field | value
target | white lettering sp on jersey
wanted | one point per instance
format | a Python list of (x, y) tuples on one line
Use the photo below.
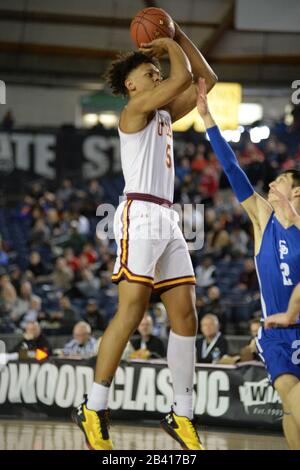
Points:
[(147, 158), (283, 249)]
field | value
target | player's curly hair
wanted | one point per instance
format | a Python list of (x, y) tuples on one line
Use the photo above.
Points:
[(295, 175), (120, 68)]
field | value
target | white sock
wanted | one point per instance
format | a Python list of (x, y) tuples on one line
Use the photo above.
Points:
[(181, 362), (98, 397)]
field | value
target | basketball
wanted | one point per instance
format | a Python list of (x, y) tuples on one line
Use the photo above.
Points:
[(150, 24)]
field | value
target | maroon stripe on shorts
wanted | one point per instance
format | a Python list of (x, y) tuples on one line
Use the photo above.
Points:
[(148, 198)]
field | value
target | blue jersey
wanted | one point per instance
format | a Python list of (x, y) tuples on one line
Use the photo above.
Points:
[(278, 265)]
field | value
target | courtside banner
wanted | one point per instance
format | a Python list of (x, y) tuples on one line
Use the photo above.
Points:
[(223, 395)]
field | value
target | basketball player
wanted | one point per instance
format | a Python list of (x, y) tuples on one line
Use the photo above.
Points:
[(276, 223), (146, 263)]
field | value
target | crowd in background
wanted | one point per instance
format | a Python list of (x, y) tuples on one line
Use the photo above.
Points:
[(55, 273)]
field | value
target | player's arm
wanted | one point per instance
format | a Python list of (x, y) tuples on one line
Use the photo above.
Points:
[(289, 317), (187, 101), (286, 209), (258, 209), (179, 79)]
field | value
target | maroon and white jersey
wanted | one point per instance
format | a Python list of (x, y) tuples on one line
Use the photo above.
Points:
[(147, 158)]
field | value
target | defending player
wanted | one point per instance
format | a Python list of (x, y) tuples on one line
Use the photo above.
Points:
[(144, 263), (276, 223)]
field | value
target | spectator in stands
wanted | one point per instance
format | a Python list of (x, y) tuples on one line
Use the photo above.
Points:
[(66, 317), (4, 259), (16, 277), (82, 344), (8, 298), (239, 242), (248, 277), (66, 191), (33, 312), (93, 316), (212, 304), (72, 261), (62, 276), (212, 345), (23, 302), (147, 346), (40, 234), (8, 295), (33, 339), (89, 284), (94, 194), (206, 273), (90, 253), (249, 352), (218, 241)]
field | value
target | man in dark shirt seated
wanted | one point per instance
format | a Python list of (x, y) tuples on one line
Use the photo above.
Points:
[(33, 339), (212, 345), (147, 346)]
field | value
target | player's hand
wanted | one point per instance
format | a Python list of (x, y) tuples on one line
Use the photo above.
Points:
[(287, 208), (278, 319), (156, 48), (202, 104)]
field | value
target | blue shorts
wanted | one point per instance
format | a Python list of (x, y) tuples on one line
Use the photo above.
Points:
[(280, 351)]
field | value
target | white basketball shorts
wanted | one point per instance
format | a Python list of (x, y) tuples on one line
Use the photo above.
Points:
[(151, 247)]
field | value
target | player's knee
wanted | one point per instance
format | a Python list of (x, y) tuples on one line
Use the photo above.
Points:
[(132, 312), (188, 315)]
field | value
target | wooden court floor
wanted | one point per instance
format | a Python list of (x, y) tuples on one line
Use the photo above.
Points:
[(52, 435)]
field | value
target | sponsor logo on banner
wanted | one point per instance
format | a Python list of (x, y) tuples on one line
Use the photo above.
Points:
[(256, 395)]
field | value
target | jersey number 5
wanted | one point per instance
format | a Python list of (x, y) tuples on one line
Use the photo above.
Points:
[(168, 156), (285, 271)]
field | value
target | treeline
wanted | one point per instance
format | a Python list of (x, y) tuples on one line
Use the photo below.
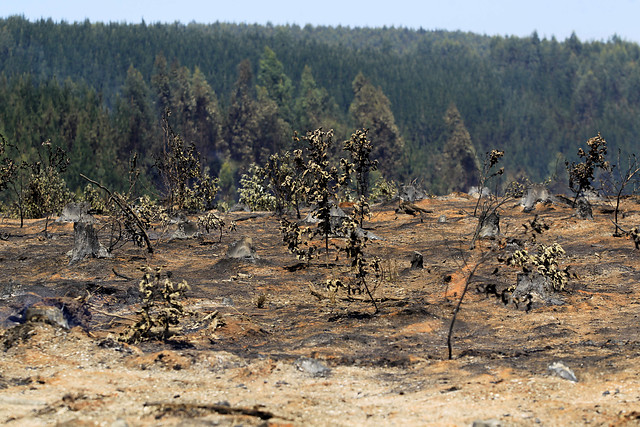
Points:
[(240, 91)]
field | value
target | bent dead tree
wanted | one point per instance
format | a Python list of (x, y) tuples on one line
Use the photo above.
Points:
[(126, 209)]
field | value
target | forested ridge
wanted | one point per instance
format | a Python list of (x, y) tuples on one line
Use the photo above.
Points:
[(240, 91)]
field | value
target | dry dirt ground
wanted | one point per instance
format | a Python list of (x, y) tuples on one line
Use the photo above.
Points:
[(307, 357)]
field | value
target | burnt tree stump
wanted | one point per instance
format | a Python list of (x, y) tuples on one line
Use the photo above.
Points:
[(86, 243)]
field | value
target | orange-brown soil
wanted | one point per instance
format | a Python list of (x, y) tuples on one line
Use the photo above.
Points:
[(245, 364)]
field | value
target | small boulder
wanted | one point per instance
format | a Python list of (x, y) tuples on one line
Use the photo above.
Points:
[(243, 249), (476, 192), (489, 226), (186, 230), (86, 243), (563, 371), (313, 367), (536, 193), (583, 209), (417, 260)]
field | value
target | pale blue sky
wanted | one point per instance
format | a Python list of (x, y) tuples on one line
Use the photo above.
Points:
[(590, 19)]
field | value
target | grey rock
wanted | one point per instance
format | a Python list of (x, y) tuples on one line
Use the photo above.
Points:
[(563, 371), (186, 230), (47, 314), (489, 226), (475, 192), (536, 193), (243, 249), (417, 260), (336, 217), (86, 243), (411, 193), (313, 367), (583, 209), (487, 423), (240, 207)]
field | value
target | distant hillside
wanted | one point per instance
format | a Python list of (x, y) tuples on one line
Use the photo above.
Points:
[(536, 99)]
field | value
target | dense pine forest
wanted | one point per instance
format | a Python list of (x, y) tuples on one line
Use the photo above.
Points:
[(430, 99)]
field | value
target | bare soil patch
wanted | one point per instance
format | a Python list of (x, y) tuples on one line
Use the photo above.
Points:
[(301, 359)]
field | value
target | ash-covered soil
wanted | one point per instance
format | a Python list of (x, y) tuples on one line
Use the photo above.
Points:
[(269, 344)]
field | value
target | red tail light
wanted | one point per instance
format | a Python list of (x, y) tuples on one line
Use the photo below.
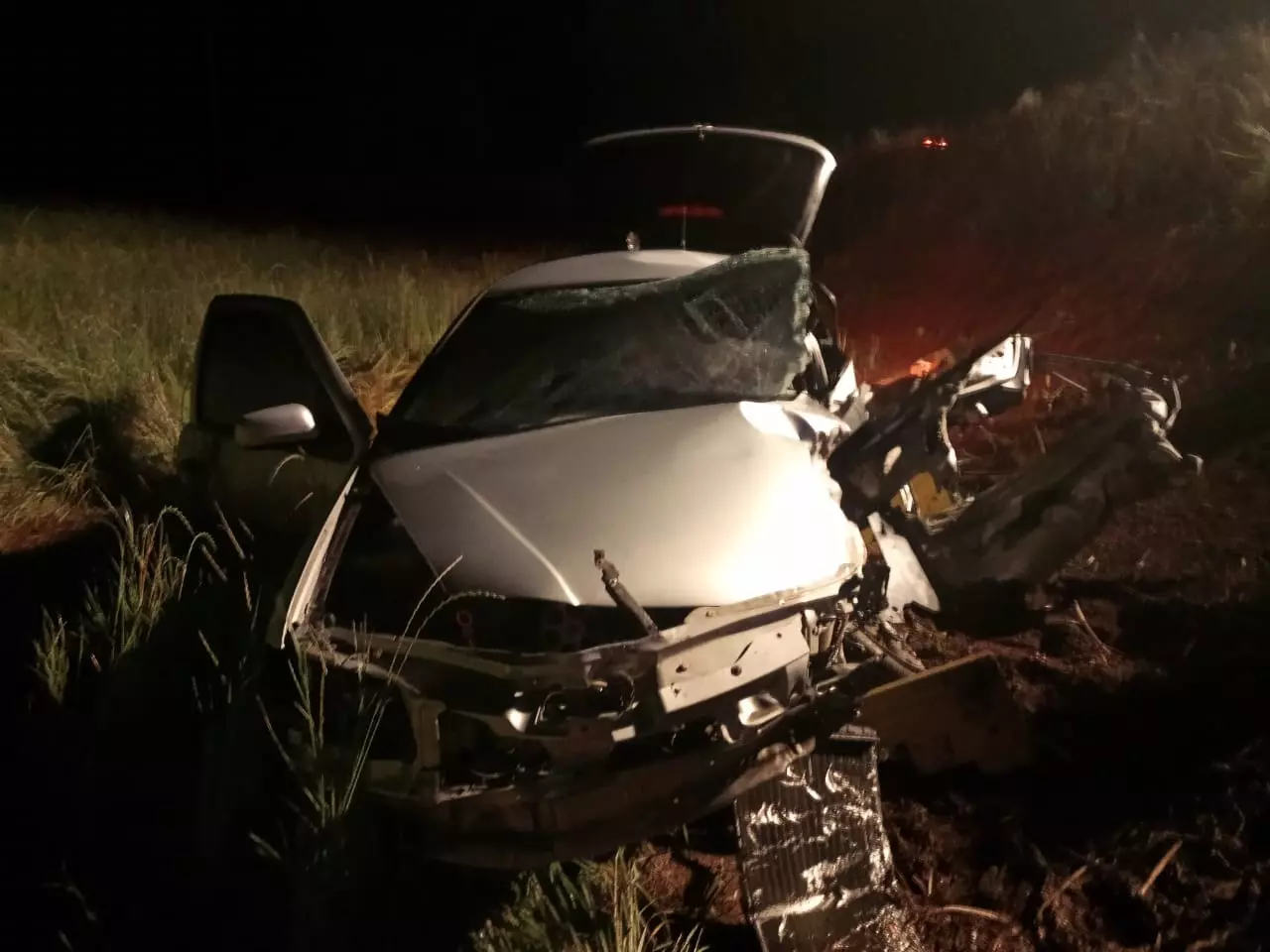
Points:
[(690, 211)]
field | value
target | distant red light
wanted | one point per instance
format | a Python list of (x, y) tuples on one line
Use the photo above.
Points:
[(690, 211)]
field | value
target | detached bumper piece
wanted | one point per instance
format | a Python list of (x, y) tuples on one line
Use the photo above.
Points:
[(816, 865)]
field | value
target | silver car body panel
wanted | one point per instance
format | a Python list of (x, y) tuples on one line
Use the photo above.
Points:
[(604, 268), (701, 506)]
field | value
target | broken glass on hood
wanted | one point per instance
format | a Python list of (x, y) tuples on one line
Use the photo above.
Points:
[(731, 331)]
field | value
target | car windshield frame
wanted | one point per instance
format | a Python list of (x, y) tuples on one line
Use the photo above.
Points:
[(527, 359)]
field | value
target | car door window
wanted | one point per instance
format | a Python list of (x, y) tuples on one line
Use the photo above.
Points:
[(249, 362)]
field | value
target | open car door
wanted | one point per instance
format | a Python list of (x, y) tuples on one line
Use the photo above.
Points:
[(275, 430)]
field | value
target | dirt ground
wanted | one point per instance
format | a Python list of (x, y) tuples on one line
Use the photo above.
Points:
[(1144, 823)]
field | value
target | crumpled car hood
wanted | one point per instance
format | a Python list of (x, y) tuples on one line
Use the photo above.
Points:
[(698, 506)]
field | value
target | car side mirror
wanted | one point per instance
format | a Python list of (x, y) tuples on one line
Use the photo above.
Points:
[(998, 380), (276, 425)]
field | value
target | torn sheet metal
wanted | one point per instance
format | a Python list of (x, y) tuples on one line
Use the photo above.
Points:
[(816, 865)]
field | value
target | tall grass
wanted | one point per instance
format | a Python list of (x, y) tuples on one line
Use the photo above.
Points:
[(105, 308), (598, 907)]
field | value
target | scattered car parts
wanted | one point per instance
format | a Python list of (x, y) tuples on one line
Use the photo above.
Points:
[(635, 542)]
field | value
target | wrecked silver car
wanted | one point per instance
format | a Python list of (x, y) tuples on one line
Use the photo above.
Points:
[(634, 539)]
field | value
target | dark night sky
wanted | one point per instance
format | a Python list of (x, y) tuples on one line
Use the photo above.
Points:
[(452, 109)]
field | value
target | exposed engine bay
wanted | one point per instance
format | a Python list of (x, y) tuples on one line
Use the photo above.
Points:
[(522, 729)]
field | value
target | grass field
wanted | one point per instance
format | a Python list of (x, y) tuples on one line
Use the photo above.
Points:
[(1127, 214)]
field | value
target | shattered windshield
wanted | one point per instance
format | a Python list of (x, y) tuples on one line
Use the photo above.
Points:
[(730, 331)]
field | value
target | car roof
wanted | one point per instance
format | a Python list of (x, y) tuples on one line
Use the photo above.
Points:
[(606, 268)]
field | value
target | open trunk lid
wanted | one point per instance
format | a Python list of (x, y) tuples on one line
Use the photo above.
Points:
[(702, 186)]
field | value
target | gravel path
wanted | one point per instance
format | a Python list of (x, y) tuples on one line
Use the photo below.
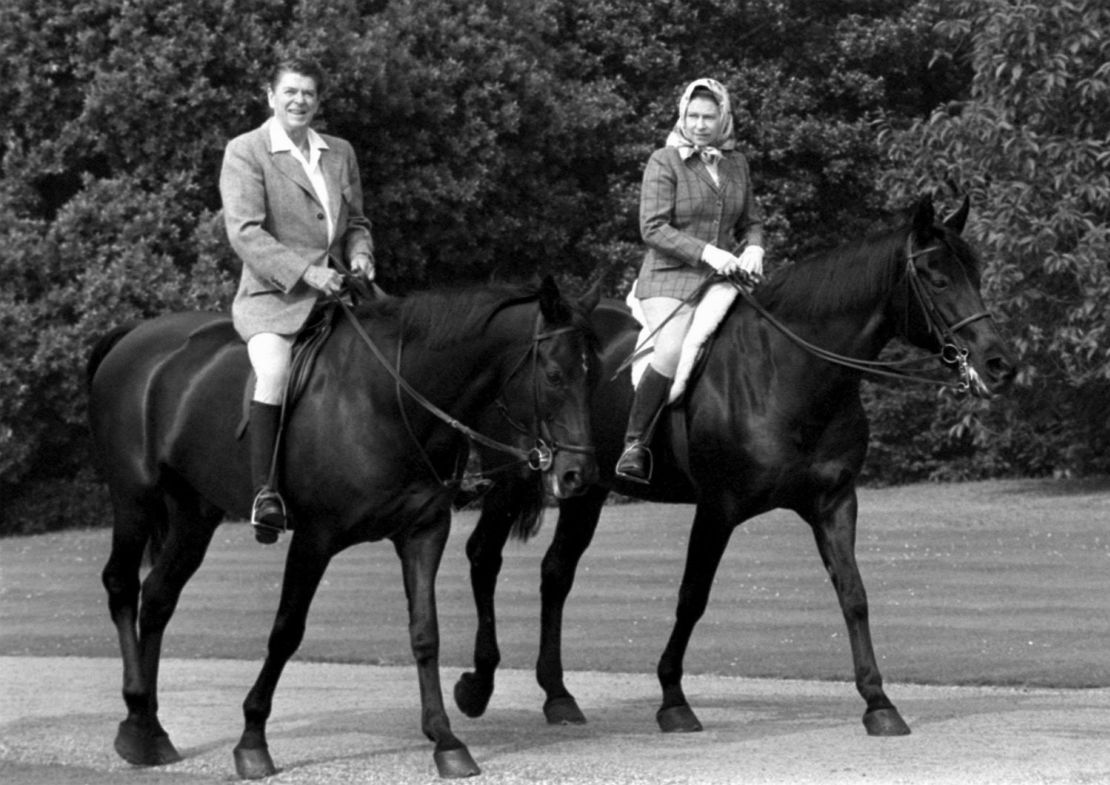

▸ **Problem to solve**
Determine the number of lines in the data above that include the word "open", then answer with that number alone.

▸ **Exercise answer**
2